# QUOTED PASSAGE
******

Most of us have a variety of friends: old friends from childhood and college, new friends we meet along our journey, social friends we hang out occasionally, peripheral friends (acquaintances we meet through others.) Some of us are fortunate enough to have best friends–the kind who accept all of our proclivities and still like us. Best friends are never too busy to answer our calls for help or for advice or to listen to our stories of woe. Best friends laugh with us, cry with us, and hug us when we are in need.
Even though the adage dubs “old friends as the best friends,” I recently discovered that’s not true in my case. In fact, I’ve created a new category–exceptional friend. An exceptional friend is as rare as an honest politician or a bird without feathers. Few folk could earn this distinction. In fact, in over 70 years, I never encountered anyone–until Thursday, June 30th, my grandparents’ 100th wedding anniversary.
I found my aged dog dead in the backyard. Her abdominal cavity was totally gone, like the carcass of a Thanksgiving turkey. In my hysteria, I thought she was the victim of a coyote attack. In retrospect, I believe she died due to her heart failure condition. (The vet had diagnosed 6 months-to a year survival rate almost a year ago.) Scavengers, like owl or rats, may have claimed her corpse. My grief was uncontrollable, and I was shaking so hard I could barely hold the phone when I called my next-door neighbor. Sass immediately came to my rescue. Even though she had open heart surgery eight weeks ago, she loaded the remains into a box for me and we drove to the emergency vet clinic to arrange cremation.
Granted Sass has saved me before when an errant snake slithered into my yard, she held my hand through my other crises, but what she did for me and for my beloved, fourteen-year-old Roxy was extraordinary. May you all find a rare, exceptional friend.

******

# RECORD SET
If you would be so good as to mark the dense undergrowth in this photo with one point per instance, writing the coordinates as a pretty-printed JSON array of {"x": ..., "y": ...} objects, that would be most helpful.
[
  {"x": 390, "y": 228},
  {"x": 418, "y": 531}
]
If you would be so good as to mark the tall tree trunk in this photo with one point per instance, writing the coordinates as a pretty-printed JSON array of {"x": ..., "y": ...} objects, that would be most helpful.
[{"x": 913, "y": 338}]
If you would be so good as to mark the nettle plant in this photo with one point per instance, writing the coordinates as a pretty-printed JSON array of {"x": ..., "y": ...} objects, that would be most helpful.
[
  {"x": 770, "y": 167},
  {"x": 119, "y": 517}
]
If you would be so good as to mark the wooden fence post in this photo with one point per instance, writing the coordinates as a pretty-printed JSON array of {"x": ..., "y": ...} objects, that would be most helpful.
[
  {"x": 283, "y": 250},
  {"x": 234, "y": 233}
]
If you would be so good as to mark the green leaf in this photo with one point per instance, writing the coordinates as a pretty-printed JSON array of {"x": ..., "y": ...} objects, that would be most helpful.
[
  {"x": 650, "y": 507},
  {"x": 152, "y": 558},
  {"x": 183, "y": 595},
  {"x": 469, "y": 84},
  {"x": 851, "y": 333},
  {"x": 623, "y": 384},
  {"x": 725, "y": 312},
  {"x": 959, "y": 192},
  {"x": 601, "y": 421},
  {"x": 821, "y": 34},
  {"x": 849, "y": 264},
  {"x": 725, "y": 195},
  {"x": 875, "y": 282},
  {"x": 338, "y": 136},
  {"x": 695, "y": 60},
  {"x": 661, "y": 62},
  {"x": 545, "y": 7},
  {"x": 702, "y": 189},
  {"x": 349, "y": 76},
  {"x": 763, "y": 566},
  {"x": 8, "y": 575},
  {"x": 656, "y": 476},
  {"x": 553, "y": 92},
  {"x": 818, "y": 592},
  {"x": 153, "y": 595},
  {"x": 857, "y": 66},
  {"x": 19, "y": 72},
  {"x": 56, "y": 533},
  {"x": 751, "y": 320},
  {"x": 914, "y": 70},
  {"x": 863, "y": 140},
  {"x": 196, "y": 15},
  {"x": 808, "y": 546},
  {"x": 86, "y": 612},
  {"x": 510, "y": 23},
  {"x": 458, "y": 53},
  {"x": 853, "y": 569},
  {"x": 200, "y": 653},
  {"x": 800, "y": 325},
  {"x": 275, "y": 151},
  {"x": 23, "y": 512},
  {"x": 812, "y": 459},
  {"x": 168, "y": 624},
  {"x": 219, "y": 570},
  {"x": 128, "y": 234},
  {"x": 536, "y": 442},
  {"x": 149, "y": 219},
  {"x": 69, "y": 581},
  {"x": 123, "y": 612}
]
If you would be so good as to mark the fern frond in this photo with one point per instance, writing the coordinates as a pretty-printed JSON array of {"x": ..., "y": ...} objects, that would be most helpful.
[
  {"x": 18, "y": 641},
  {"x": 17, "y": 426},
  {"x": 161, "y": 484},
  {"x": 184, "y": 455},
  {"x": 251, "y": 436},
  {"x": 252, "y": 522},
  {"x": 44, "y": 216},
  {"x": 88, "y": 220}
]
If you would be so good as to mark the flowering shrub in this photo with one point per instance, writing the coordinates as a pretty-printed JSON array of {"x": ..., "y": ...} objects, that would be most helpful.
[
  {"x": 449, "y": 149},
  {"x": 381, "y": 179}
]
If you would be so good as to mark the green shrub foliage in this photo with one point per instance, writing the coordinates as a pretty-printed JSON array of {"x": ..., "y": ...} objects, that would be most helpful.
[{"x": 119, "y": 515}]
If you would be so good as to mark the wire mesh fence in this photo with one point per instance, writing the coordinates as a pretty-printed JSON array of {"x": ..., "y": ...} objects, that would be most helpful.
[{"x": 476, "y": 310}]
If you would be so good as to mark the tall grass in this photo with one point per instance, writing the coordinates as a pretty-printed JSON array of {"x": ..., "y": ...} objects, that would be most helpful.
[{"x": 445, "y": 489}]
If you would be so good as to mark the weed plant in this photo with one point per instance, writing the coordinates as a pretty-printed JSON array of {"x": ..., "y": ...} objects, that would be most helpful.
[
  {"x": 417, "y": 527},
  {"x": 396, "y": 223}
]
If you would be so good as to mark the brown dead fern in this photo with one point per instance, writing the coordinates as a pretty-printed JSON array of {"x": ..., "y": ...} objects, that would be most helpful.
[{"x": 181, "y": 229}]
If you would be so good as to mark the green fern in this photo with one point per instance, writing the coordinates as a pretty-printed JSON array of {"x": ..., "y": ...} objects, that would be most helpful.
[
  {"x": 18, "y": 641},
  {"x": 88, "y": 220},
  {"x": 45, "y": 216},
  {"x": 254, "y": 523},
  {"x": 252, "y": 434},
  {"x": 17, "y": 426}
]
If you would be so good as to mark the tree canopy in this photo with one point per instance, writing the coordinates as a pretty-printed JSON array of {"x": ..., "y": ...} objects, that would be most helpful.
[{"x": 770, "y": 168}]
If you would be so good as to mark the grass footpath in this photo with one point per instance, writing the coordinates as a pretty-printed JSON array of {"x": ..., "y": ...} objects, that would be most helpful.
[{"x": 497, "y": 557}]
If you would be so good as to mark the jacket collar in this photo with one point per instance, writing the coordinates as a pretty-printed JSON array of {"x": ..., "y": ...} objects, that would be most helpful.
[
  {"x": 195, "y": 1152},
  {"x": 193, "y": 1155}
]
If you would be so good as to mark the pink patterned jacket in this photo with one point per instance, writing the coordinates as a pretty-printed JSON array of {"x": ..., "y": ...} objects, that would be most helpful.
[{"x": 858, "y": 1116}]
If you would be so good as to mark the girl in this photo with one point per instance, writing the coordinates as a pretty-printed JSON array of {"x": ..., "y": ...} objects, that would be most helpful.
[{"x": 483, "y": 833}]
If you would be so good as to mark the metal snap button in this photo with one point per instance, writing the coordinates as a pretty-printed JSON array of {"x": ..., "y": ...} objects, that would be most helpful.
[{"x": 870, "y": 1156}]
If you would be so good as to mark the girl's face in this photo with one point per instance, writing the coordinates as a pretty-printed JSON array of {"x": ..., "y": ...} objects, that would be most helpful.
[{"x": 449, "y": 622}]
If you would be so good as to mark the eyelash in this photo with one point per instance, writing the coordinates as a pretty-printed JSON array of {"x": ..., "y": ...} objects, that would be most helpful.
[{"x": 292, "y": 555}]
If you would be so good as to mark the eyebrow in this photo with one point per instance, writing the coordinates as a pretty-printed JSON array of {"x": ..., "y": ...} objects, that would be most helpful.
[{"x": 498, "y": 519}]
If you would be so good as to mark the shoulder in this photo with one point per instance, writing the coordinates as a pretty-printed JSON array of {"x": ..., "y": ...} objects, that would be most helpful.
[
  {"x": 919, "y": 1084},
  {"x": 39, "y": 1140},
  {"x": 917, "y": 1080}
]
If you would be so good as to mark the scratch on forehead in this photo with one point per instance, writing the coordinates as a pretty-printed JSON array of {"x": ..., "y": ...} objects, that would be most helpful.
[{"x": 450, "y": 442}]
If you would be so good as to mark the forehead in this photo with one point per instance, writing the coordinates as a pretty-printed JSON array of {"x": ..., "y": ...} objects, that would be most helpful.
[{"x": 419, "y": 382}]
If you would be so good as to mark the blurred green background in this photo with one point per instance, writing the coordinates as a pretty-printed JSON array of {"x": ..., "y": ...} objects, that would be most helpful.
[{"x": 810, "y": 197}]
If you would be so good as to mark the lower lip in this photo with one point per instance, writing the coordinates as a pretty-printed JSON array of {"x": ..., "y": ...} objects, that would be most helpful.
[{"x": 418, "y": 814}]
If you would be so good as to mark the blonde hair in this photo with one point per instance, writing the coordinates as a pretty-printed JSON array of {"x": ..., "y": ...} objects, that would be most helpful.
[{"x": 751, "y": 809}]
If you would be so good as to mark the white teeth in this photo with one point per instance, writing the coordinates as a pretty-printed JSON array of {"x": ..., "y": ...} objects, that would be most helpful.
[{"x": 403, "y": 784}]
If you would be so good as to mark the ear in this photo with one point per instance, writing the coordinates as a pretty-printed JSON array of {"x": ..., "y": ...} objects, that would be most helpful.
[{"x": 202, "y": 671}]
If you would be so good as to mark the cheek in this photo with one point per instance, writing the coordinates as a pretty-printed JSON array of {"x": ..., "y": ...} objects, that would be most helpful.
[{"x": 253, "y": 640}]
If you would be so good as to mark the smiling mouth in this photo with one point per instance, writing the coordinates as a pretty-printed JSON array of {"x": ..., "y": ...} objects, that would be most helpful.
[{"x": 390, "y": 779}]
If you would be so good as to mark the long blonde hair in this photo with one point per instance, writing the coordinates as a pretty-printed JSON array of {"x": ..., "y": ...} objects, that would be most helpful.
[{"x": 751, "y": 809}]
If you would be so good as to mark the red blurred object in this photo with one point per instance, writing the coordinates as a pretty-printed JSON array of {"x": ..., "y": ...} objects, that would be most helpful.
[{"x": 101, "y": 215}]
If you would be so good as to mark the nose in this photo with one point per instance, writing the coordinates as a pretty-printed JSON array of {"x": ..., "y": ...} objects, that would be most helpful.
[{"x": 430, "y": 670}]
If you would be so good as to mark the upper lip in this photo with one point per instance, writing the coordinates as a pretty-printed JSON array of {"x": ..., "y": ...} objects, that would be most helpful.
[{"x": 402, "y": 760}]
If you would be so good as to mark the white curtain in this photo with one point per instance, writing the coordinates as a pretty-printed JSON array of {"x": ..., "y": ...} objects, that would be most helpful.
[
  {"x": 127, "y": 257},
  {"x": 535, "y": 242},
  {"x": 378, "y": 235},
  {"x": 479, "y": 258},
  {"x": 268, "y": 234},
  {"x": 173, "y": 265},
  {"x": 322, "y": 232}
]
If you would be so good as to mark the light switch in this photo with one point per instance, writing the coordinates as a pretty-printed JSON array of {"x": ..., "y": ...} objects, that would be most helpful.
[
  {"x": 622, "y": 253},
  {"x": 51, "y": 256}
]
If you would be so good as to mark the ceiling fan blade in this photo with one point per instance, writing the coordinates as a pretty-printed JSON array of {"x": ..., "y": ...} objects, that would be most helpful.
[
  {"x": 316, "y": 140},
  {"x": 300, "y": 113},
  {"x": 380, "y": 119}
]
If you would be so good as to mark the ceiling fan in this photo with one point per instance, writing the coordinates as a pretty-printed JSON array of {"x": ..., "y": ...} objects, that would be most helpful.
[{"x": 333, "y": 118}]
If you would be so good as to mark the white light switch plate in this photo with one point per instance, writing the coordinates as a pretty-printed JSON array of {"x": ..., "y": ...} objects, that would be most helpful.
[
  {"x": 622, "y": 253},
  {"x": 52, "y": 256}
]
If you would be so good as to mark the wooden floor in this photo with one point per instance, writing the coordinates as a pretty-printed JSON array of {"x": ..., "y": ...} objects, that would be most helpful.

******

# TO DO
a – Rewrite the paragraph of the friendship essay that begins "Most of us have a variety of friends" as a short bulleted list, keeping its main facts.
b – List every kind of animal named anywhere in the friendship essay.

# OUTPUTS FOR THE TASKS
a –
- Most people have several kinds of friends:
  - old friends from childhood and college
  - new friends met along the way
  - social friends seen occasionally
  - peripheral friends, who are acquaintances met through others
- Some people are lucky enough to have best friends, who accept all their proclivities and still like them.
- Best friends are never too busy to answer calls for help or advice, or to listen to stories of woe.
- Best friends laugh with us, cry with us, and hug us when we need it.

b –
- bird
- dog
- turkey
- coyote
- owl
- rats
- snake